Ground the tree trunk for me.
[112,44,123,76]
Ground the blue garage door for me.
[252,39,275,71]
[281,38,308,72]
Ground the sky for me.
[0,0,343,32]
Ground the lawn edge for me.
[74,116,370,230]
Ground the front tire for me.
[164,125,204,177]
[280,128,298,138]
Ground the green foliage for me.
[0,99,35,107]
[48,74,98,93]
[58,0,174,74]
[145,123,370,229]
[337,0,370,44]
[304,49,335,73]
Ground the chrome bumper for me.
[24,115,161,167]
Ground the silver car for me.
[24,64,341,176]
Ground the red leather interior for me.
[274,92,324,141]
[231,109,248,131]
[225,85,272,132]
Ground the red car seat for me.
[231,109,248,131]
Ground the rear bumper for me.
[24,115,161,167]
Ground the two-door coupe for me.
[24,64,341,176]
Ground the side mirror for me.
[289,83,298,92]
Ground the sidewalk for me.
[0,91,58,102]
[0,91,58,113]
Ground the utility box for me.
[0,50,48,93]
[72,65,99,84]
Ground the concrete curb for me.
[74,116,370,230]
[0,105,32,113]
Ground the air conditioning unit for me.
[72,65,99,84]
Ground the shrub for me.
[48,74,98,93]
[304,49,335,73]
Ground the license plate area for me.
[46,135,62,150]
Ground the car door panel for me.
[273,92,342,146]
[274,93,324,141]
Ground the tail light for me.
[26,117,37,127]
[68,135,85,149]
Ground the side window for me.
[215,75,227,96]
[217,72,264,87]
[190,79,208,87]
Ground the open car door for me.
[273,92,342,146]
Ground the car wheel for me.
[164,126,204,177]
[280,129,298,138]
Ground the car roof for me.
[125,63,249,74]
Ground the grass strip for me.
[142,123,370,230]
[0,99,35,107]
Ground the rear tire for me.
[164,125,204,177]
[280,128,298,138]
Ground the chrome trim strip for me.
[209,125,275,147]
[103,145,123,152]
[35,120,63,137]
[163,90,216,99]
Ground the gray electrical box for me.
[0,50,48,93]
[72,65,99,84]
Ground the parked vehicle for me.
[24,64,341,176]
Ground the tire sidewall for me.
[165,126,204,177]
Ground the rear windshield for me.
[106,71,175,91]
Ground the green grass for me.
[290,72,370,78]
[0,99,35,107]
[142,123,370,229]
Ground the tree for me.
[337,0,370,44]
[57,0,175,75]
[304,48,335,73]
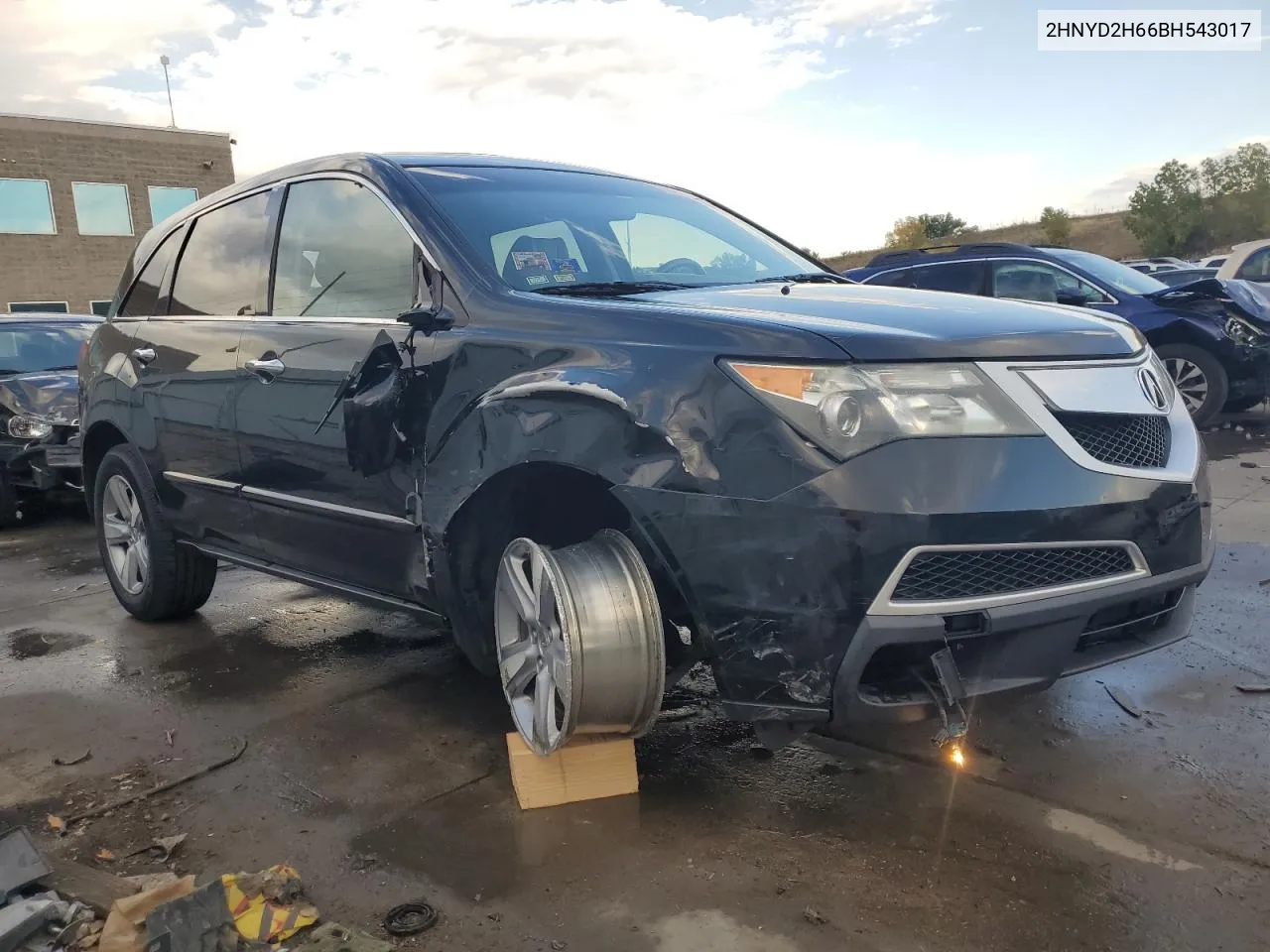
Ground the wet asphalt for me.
[0,416,1270,952]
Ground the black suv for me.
[844,241,1270,426]
[80,155,1211,754]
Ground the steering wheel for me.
[657,258,706,274]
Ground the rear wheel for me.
[92,445,216,622]
[1156,344,1230,426]
[494,530,666,757]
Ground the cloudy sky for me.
[0,0,1270,254]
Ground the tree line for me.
[868,142,1270,258]
[1125,142,1270,258]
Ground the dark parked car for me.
[1151,268,1216,289]
[80,155,1211,753]
[0,313,101,527]
[845,242,1270,425]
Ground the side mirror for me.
[1054,291,1089,307]
[398,248,454,336]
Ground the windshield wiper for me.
[754,272,853,285]
[531,281,704,298]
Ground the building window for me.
[71,181,132,235]
[150,185,198,225]
[9,300,71,313]
[0,178,58,235]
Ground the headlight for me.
[724,362,1040,458]
[1147,348,1178,413]
[1225,317,1270,346]
[9,416,54,439]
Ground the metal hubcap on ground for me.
[101,476,150,595]
[494,530,666,756]
[1165,357,1207,413]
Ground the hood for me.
[1143,278,1270,330]
[627,283,1142,361]
[0,371,78,425]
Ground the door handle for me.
[242,357,287,384]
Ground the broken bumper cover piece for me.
[615,438,1211,729]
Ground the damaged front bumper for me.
[0,426,82,495]
[615,436,1212,729]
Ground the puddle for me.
[353,783,644,900]
[1045,810,1202,872]
[8,629,92,661]
[1203,413,1270,459]
[649,908,799,952]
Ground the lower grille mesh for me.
[892,545,1134,602]
[1054,412,1171,470]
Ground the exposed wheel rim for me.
[1165,357,1209,414]
[101,475,150,595]
[494,531,666,756]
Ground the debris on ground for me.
[221,866,318,944]
[63,740,246,830]
[1102,684,1142,717]
[290,923,393,952]
[384,902,437,935]
[123,870,181,892]
[54,748,92,767]
[0,828,95,952]
[0,826,52,905]
[98,876,194,952]
[803,906,829,925]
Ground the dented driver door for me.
[236,178,432,598]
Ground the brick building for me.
[0,114,234,313]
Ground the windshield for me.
[1045,248,1169,295]
[410,167,826,291]
[0,321,96,373]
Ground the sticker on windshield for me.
[512,251,552,272]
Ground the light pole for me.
[159,54,177,128]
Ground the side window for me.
[119,228,182,317]
[912,262,984,295]
[1234,248,1270,281]
[273,178,416,320]
[992,262,1107,303]
[168,191,269,314]
[489,221,593,289]
[865,268,913,289]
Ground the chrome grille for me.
[892,545,1135,602]
[1054,410,1172,470]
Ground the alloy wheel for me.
[494,531,666,756]
[1165,357,1209,414]
[101,475,150,595]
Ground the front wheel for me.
[92,445,216,622]
[494,530,666,757]
[1156,344,1230,426]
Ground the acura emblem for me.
[1138,367,1169,413]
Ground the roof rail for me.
[866,241,1031,268]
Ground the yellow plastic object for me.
[221,866,318,946]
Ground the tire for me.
[1156,344,1230,426]
[92,444,216,622]
[1221,395,1265,414]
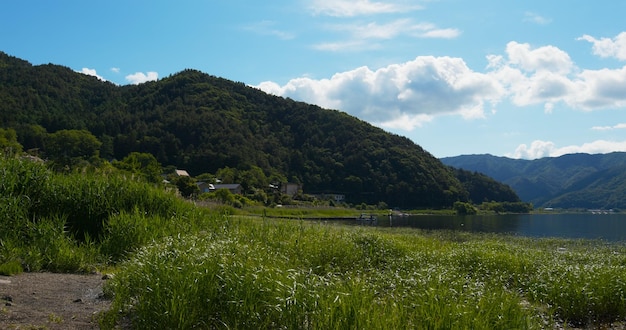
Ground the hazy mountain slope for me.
[0,53,488,207]
[441,152,626,208]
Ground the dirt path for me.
[0,273,111,329]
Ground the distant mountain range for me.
[441,152,626,209]
[0,52,519,208]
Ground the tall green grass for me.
[0,158,626,329]
[0,158,219,272]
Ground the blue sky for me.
[0,0,626,159]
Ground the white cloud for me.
[244,21,295,40]
[524,11,552,25]
[488,42,626,113]
[506,140,626,159]
[257,56,503,130]
[309,0,422,17]
[506,41,573,73]
[125,71,159,85]
[578,32,626,61]
[257,35,626,133]
[313,19,461,51]
[330,19,461,39]
[591,123,626,131]
[79,68,107,81]
[312,40,382,52]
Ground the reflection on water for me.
[352,213,626,242]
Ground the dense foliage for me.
[0,53,516,208]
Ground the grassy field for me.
[0,159,626,329]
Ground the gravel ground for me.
[0,273,111,329]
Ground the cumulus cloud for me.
[257,56,503,130]
[506,140,626,159]
[488,42,626,112]
[309,0,422,17]
[257,34,626,134]
[591,123,626,131]
[79,68,107,81]
[313,18,461,51]
[578,32,626,61]
[243,21,295,40]
[524,11,552,25]
[330,19,460,39]
[125,71,159,85]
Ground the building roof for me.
[176,170,189,176]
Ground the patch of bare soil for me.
[0,273,111,329]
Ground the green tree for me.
[176,176,200,198]
[0,128,22,155]
[46,130,102,166]
[113,152,161,183]
[453,202,477,215]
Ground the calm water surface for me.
[348,213,626,242]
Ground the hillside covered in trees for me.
[442,152,626,209]
[0,52,518,208]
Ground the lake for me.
[348,213,626,242]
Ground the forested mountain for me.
[441,152,626,209]
[0,52,516,207]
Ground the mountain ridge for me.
[441,152,626,209]
[0,52,520,208]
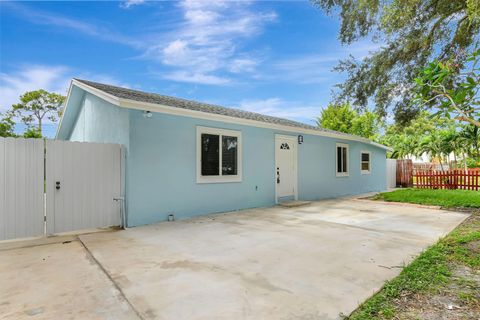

■ Written instruction:
Transcribe every line of the items above precisely, leaving out the pictures.

■ Exercise answer:
Ground the tree trunk for me.
[112,44,123,76]
Ground the blue garage door for me.
[252,39,275,71]
[281,38,308,72]
Ground the sky for me.
[0,0,343,32]
Ground the lawn edge for me.
[74,116,370,230]
Ground the front tire for me.
[164,125,204,177]
[280,128,298,138]
Ground the green foliage for me.
[0,99,35,107]
[48,74,98,93]
[58,0,174,74]
[145,123,370,229]
[337,0,370,44]
[304,49,335,73]
Ground the chrome bumper for me.
[24,115,161,167]
Ground the silver car for me.
[24,64,341,176]
Ground the red leather interior for me.
[274,92,324,141]
[231,109,248,131]
[225,85,272,132]
Ground the red car seat for me.
[231,109,248,131]
Ground the rear bumper for me.
[24,115,161,167]
Ground the two-door coupe for me.
[24,64,341,176]
Ground the side mirror for me.
[289,83,298,92]
Ground the sidewalk for me.
[0,91,58,102]
[0,91,58,113]
Ground the utility box for me.
[0,50,48,93]
[72,65,99,84]
Ground the concrete curb for me.
[74,116,370,230]
[0,105,32,113]
Ground the air conditioning unit for me.
[72,65,99,84]
Ground the shrub for me.
[48,74,98,93]
[304,49,335,73]
Ground the license plate area for me.
[46,135,62,150]
Ground the car door panel for me.
[273,92,342,146]
[274,93,324,141]
Ground the tail light for me.
[26,117,37,127]
[68,135,85,149]
Ground the side window for me.
[215,75,227,96]
[217,72,264,87]
[190,79,208,87]
Ground the open car door for me.
[273,92,342,146]
Ground the car wheel for me.
[164,126,204,177]
[280,129,298,138]
Ground the car roof for me.
[125,63,249,74]
Ground the grass strip for me.
[142,123,370,230]
[0,99,35,107]
Ground the rear tire for me.
[164,125,204,177]
[280,128,298,138]
Ground the chrome trim strip for me.
[209,125,275,147]
[103,145,123,152]
[35,120,63,137]
[163,90,216,99]
Ground the gray electrical box for me.
[0,50,48,93]
[72,65,99,84]
Ground the parked vehicle for me.
[24,64,341,176]
Ground the tire sidewall for me.
[165,126,204,177]
Ground the rear windshield for me.
[106,71,175,91]
Ground the green grass for me.
[290,72,370,78]
[0,99,35,107]
[142,123,370,229]
Ground the tree for me.
[337,0,370,44]
[57,0,175,75]
[304,48,335,73]
Ground the wet asphalt for me.
[0,416,1270,952]
Ground the black suv for me.
[844,241,1270,426]
[80,155,1211,754]
Ground the steering wheel for me.
[657,258,706,274]
Ground the rear wheel for me.
[92,445,216,622]
[1156,344,1230,426]
[494,530,666,757]
Ground the cloudy sky for me.
[0,0,1270,254]
Ground the tree line for me.
[868,142,1270,258]
[1125,142,1270,258]
Ground the dark parked car for me.
[1151,268,1216,289]
[80,155,1211,753]
[0,313,101,527]
[845,242,1270,425]
Ground the side mirror for me.
[1054,291,1089,307]
[398,248,454,336]
Ground the windshield wiper for me.
[754,272,853,285]
[531,281,704,298]
Ground the building window for me.
[71,181,132,235]
[150,185,198,225]
[9,300,71,313]
[0,178,58,235]
Ground the headlight for me.
[724,362,1040,458]
[1147,348,1178,413]
[1225,317,1270,346]
[9,416,54,439]
Ground the metal hubcap on ground for me.
[101,476,150,595]
[494,530,666,756]
[1165,357,1207,413]
Ground the hood for me.
[1143,278,1270,330]
[627,283,1142,361]
[0,371,78,425]
Ground the door handle for me.
[242,357,287,384]
Ground the broken bumper cover piece for me.
[615,438,1211,729]
Ground the damaged front bumper for me.
[0,426,82,495]
[615,436,1212,729]
Ground the puddle for me.
[353,783,644,900]
[1045,810,1202,872]
[8,629,92,661]
[1203,413,1270,459]
[649,908,799,952]
Ground the lower grille mesh for me.
[892,545,1134,602]
[1054,412,1171,470]
Ground the exposed wheel rim for me.
[1165,357,1209,414]
[101,475,150,595]
[494,531,666,756]
Ground the debris on ground for me.
[221,866,318,944]
[63,740,246,830]
[1102,684,1142,717]
[290,923,393,952]
[384,902,437,935]
[123,870,181,892]
[54,748,92,767]
[0,828,95,952]
[0,826,52,905]
[98,876,194,952]
[803,906,829,925]
Ground the dented driver door for me.
[236,178,432,598]
Ground the brick building for me.
[0,114,234,313]
Ground the windshield for me.
[1045,248,1169,295]
[410,167,826,291]
[0,321,96,373]
Ground the sticker on windshield for me.
[512,251,552,272]
Ground the light pole for me.
[159,54,177,128]
Ground the side window for me.
[119,228,182,317]
[912,262,984,295]
[1234,248,1270,281]
[273,178,416,320]
[992,262,1107,303]
[168,191,269,314]
[489,221,593,289]
[865,268,913,289]
Ground the chrome grille for me.
[892,545,1135,602]
[1054,410,1172,470]
Ground the alloy wheel for me.
[494,531,666,756]
[1165,357,1209,414]
[101,475,150,595]
Ground the front wheel for me.
[92,445,216,622]
[494,530,666,757]
[1156,344,1230,426]
Ground the acura emblem for me.
[1138,367,1169,413]
Ground the roof rail for me.
[866,241,1031,268]
Ground the yellow plastic object for me.
[221,866,318,946]
Ground the tire for me.
[1156,344,1230,426]
[92,444,216,622]
[1221,395,1265,414]
Ground the hazy mountain slope for me.
[0,53,488,207]
[441,152,626,208]
Ground the dirt path for me.
[0,273,111,329]
Ground the distant mountain range for me.
[441,152,626,209]
[0,52,519,208]
Ground the tall green grass for me.
[0,158,626,329]
[0,158,219,272]
Ground the blue sky for me.
[0,0,626,159]
Ground the white cloud for me.
[244,21,295,40]
[524,11,552,25]
[488,42,626,113]
[506,140,626,159]
[257,56,503,130]
[309,0,422,17]
[506,41,573,73]
[125,71,159,85]
[578,32,626,61]
[257,35,626,133]
[313,19,461,51]
[330,19,461,39]
[591,123,626,131]
[79,68,107,81]
[312,40,382,52]
Ground the reflection on water for me.
[352,213,626,242]
Ground the dense foliage for me.
[0,53,516,208]
Ground the grassy field for me.
[0,159,626,329]
Ground the gravel ground for me.
[0,273,111,329]
Ground the cumulus cloud for me.
[257,56,503,130]
[506,140,626,159]
[488,42,626,112]
[309,0,422,17]
[257,34,626,134]
[591,123,626,131]
[79,68,107,81]
[313,18,461,51]
[578,32,626,61]
[243,21,295,40]
[524,11,552,25]
[330,19,460,39]
[125,71,159,85]
Ground the building roof for me.
[176,170,189,176]
Ground the patch of bare soil for me.
[0,273,111,329]
Ground the green tree for me.
[176,176,200,198]
[0,128,22,155]
[46,130,102,166]
[113,152,161,183]
[453,202,477,215]
Ground the calm water surface for me.
[348,213,626,242]
Ground the hillside covered in trees for me.
[442,152,626,209]
[0,52,518,208]
Ground the lake for me.
[348,213,626,242]
Ground the forested mountain for me.
[441,152,626,209]
[0,52,516,207]
Ground the mountain ridge for me.
[441,152,626,209]
[0,52,520,208]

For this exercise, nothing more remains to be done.